## Material shown
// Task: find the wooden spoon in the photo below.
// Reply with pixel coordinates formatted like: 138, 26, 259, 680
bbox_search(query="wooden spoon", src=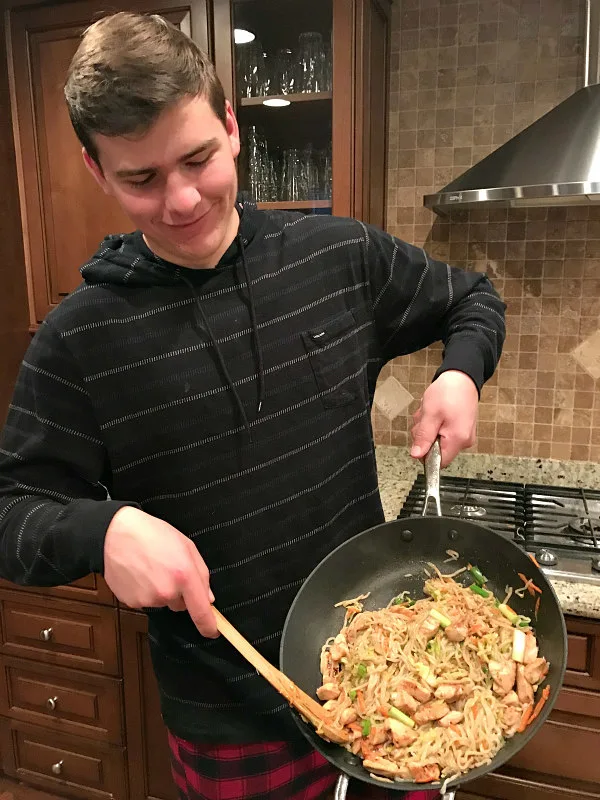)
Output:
213, 606, 350, 744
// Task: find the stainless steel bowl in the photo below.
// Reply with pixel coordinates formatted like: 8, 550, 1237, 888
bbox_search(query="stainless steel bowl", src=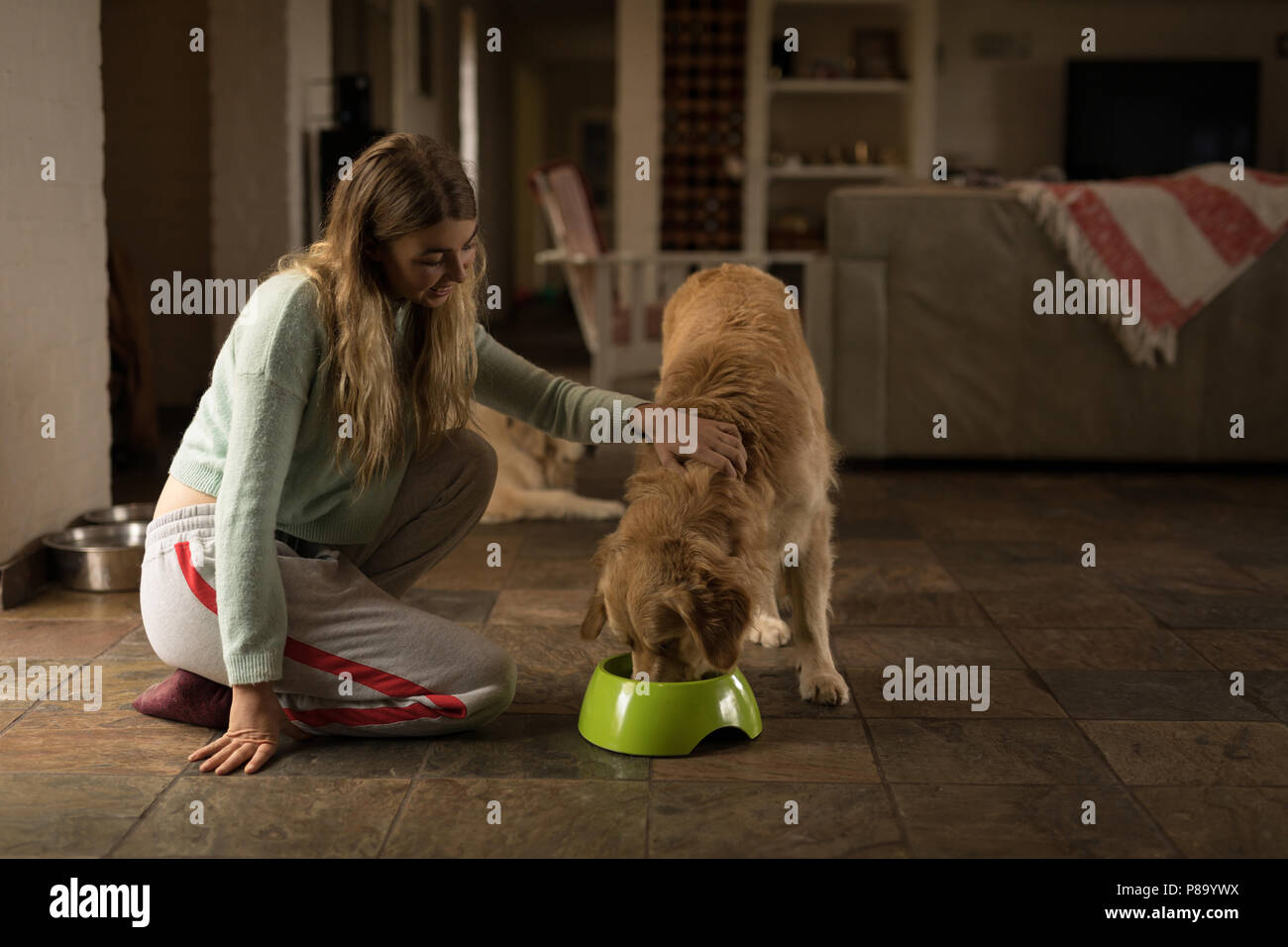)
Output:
81, 502, 158, 523
46, 522, 149, 591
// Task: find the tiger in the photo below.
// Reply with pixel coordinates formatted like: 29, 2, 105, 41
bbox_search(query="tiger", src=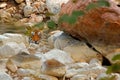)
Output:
26, 27, 42, 44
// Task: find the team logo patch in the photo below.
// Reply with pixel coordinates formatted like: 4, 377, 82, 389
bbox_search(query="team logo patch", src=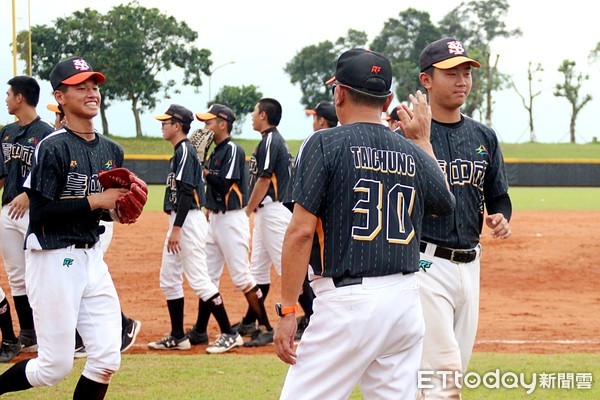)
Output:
419, 260, 432, 272
475, 145, 488, 156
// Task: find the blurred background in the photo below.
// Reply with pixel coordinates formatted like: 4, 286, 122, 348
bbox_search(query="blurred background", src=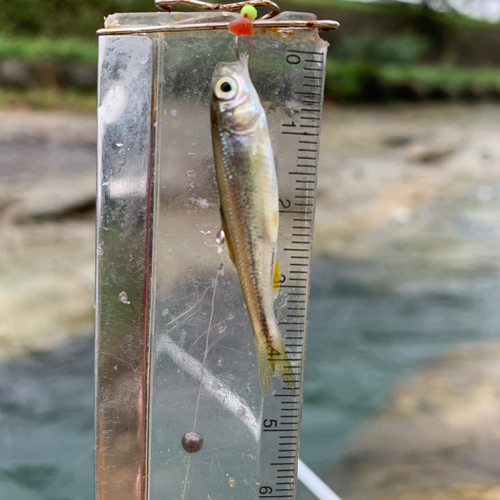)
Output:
0, 0, 500, 500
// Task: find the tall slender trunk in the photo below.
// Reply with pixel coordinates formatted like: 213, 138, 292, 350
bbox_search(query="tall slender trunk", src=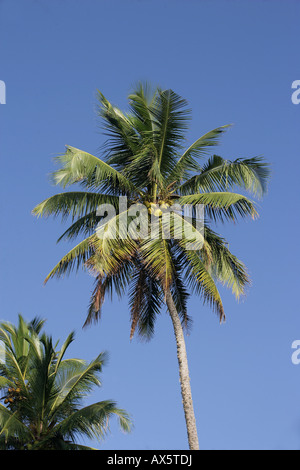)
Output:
165, 289, 199, 450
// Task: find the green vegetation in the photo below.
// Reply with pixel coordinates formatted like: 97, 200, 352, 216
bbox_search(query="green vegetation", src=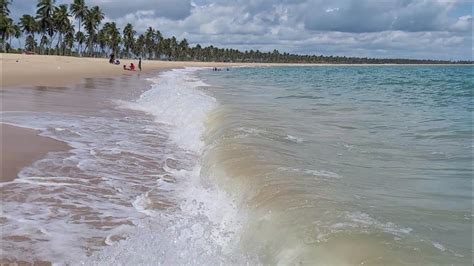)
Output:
0, 0, 472, 64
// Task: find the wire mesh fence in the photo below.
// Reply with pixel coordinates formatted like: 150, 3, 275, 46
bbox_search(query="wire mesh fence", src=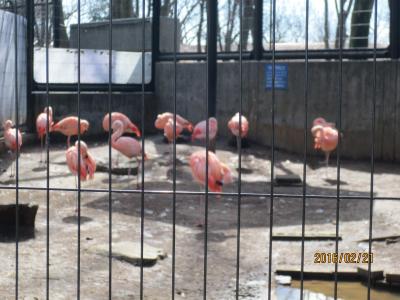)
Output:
0, 0, 399, 299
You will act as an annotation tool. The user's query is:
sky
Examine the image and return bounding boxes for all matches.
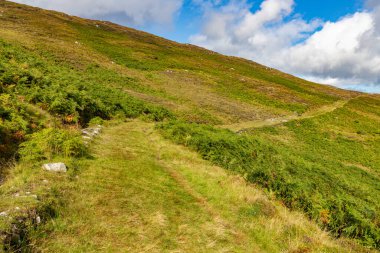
[13,0,380,93]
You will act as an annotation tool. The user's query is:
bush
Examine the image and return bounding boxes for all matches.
[157,121,380,248]
[19,128,86,161]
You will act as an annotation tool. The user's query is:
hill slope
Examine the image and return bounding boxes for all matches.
[0,1,380,252]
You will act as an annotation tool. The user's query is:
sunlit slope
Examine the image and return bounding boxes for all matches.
[0,1,355,124]
[0,0,380,252]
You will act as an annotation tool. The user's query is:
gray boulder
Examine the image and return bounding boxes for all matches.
[42,163,67,172]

## Goal
Identify every line of the records above that contains the word "photo" and copy each such line in full.

## Reply
// Task: find the wooden spoon in the photo below.
// Task: find the stainless steel bowl in the photo below.
// Task: find the tiger in the photo below.
// Task: find the team logo patch in the photo below.
// Task: find the blurred background in the photo below.
// Task: find the tall slender trunk in the photo below.
// Task: find the green vegetation in the photo below.
// Task: find the wire mesh fence in the photo below.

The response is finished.